BEGIN EXTRACTED MATERIAL

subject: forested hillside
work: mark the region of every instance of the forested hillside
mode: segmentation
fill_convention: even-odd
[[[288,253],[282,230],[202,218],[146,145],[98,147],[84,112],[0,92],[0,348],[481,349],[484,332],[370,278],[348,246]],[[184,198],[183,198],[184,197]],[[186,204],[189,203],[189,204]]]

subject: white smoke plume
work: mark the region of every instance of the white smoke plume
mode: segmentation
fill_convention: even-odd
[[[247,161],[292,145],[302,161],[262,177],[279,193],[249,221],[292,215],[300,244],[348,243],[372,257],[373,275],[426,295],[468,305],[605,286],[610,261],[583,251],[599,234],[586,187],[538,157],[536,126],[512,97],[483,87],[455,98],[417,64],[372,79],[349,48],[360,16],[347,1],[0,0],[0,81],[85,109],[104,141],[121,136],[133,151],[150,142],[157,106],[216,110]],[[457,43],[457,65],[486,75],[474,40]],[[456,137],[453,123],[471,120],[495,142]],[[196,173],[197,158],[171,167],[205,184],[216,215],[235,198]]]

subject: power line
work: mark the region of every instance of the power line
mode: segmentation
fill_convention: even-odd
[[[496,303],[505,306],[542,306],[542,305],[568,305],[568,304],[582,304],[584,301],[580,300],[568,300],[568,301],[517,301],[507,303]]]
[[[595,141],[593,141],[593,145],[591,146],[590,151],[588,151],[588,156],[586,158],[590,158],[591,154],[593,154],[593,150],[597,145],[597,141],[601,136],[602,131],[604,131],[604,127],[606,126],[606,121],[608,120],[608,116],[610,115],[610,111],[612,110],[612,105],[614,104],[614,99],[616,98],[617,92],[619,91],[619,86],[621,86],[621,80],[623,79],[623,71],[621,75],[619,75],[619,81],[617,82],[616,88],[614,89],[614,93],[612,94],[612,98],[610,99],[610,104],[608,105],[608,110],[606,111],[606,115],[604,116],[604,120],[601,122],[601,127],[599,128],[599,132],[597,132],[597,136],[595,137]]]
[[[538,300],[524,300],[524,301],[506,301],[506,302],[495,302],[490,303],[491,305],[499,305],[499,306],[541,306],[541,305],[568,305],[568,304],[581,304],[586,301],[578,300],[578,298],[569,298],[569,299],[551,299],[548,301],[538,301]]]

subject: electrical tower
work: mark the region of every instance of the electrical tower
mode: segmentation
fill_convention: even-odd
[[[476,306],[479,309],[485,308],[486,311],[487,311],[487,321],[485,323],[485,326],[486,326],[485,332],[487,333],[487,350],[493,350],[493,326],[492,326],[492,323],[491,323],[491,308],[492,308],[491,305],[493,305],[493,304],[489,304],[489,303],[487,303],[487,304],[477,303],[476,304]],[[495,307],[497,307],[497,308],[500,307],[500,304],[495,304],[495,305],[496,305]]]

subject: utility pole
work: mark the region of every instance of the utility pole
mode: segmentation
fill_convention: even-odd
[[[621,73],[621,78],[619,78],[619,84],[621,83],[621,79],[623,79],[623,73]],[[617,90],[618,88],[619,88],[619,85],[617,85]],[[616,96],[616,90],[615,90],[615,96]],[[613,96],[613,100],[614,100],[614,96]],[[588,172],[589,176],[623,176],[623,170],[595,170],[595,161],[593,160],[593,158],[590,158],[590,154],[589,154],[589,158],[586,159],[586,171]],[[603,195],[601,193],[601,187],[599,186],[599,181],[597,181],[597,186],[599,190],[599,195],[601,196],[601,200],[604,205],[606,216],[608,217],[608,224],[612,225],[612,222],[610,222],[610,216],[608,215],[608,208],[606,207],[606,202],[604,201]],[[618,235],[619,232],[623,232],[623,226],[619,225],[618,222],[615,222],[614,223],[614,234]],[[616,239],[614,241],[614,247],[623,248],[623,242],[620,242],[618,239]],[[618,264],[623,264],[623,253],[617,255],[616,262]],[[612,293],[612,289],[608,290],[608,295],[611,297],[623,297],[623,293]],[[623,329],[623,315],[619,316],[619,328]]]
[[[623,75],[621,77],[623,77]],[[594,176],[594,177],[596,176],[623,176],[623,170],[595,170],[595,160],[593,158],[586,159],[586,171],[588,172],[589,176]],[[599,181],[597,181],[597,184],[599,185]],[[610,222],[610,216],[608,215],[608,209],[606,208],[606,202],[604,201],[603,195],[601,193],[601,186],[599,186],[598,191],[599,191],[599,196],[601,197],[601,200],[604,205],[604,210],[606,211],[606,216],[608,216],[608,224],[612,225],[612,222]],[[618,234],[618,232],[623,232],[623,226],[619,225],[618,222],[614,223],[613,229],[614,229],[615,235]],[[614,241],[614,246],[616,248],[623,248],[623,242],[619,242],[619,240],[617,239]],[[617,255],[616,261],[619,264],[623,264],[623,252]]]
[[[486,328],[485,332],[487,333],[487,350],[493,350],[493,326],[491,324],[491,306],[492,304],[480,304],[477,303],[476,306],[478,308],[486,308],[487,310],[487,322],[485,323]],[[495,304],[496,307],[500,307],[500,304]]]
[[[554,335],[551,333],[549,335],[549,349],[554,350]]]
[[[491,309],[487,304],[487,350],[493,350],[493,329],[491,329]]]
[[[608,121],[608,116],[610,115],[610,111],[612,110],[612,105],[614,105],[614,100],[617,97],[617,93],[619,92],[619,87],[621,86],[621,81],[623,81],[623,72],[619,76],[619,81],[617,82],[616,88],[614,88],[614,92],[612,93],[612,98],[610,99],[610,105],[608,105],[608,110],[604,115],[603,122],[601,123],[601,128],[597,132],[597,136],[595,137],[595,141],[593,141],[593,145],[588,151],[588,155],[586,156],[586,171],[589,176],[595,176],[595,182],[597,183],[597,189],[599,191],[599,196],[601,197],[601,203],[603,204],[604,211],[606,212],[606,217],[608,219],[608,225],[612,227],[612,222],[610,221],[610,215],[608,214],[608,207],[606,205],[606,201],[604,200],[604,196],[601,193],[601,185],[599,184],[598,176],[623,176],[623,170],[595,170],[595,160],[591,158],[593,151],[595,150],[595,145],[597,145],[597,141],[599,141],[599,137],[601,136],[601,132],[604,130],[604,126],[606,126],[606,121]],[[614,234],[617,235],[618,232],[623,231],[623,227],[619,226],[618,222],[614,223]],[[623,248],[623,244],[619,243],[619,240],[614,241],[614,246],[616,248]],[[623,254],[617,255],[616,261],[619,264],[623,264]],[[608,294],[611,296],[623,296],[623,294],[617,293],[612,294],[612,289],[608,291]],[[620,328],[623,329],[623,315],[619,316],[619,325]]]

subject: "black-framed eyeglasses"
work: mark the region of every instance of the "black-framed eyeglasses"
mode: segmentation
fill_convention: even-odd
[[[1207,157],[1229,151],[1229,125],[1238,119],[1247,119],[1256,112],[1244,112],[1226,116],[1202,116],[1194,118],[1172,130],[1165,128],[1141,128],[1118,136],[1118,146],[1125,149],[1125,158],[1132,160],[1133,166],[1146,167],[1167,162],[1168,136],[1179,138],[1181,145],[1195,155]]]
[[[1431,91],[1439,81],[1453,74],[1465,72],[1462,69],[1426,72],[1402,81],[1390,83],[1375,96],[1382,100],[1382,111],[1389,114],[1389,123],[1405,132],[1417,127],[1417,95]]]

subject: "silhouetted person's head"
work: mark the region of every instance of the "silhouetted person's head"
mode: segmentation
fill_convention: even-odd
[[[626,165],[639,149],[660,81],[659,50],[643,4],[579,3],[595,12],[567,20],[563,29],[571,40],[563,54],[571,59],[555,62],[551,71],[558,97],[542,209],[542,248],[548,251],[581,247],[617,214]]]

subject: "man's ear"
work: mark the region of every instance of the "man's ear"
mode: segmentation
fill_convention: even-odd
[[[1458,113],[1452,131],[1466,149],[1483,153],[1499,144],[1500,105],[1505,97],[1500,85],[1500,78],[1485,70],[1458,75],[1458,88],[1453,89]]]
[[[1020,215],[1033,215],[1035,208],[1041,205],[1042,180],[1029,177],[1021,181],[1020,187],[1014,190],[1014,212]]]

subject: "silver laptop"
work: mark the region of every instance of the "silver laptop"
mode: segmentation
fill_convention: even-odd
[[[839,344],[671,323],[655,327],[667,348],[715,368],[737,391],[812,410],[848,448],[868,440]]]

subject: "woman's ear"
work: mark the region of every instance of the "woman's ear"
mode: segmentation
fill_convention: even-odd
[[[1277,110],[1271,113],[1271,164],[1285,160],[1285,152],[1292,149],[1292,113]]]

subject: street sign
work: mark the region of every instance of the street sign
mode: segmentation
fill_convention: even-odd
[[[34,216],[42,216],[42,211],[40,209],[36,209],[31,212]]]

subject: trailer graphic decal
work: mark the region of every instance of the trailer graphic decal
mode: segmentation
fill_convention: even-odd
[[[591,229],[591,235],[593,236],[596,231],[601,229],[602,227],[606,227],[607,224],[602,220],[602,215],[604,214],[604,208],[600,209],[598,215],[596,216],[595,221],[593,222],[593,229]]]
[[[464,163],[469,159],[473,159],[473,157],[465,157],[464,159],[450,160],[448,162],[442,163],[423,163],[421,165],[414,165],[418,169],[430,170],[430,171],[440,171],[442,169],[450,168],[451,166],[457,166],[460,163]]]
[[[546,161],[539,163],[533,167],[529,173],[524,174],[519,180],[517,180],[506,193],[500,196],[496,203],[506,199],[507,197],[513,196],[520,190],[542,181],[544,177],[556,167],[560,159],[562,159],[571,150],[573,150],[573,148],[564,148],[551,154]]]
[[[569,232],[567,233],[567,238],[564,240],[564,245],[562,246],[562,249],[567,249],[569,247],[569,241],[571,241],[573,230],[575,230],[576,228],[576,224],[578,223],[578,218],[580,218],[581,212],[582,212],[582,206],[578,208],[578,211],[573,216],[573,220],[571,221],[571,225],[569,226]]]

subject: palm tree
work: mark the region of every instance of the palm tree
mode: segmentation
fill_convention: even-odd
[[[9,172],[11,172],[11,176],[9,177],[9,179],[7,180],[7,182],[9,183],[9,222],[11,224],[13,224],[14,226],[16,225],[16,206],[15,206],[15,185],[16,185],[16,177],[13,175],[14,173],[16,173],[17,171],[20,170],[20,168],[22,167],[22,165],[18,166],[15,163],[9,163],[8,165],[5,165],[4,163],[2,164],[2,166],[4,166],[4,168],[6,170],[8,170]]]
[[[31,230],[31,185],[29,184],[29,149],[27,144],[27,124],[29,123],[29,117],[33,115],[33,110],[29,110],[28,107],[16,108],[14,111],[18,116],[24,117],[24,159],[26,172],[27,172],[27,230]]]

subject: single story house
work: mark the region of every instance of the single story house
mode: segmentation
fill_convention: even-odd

END EXTRACTED MATERIAL

• TO DO:
For each line above that includes "smoke", make a copy.

• ANSWER TO THE EXERCISE:
subject: white smoke plume
work: mark the region of every instance of the white smoke plume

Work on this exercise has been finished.